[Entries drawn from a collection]
━━━━━━━━━━━━━━━━

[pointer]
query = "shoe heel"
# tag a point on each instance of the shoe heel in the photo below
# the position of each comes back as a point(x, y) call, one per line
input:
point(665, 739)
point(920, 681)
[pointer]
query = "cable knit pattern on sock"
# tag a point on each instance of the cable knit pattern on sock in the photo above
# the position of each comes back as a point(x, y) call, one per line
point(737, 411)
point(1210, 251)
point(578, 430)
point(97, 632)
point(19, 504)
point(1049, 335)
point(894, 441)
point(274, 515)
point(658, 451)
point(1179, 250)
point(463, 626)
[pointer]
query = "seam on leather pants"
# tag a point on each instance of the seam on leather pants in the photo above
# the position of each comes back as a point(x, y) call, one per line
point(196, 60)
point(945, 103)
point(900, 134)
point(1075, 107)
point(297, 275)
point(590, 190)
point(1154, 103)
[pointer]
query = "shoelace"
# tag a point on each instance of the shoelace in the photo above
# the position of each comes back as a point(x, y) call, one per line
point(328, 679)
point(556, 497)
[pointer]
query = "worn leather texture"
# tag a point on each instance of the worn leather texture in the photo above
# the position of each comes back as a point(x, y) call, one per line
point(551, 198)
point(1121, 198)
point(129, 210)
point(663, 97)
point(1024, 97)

━━━━━━━━━━━━━━━━

DIRECTION -
Could you rewrite the material above, starting with its first line and going on through the line with "point(463, 626)", both included, keeping the requests and adding 77 to every coordinate in the answers? Reproduce only those lines.

EXERCISE RESPONSE -
[pointer]
query = "shoe heel"
# tag a point on each instance of the shoe heel in the photo below
# the position of each comes back as a point(x, y) call, one per line
input:
point(742, 816)
point(997, 758)
[pointer]
query = "cable knit pattern on sock"
# tag a point on each instance of the cable knit pattern on sock in the photo above
# the position of each comes back as a point(x, y) call, one per line
point(814, 488)
point(1287, 328)
point(655, 507)
point(174, 709)
point(96, 581)
point(1126, 412)
point(971, 518)
point(351, 592)
point(735, 528)
point(1256, 327)
point(540, 703)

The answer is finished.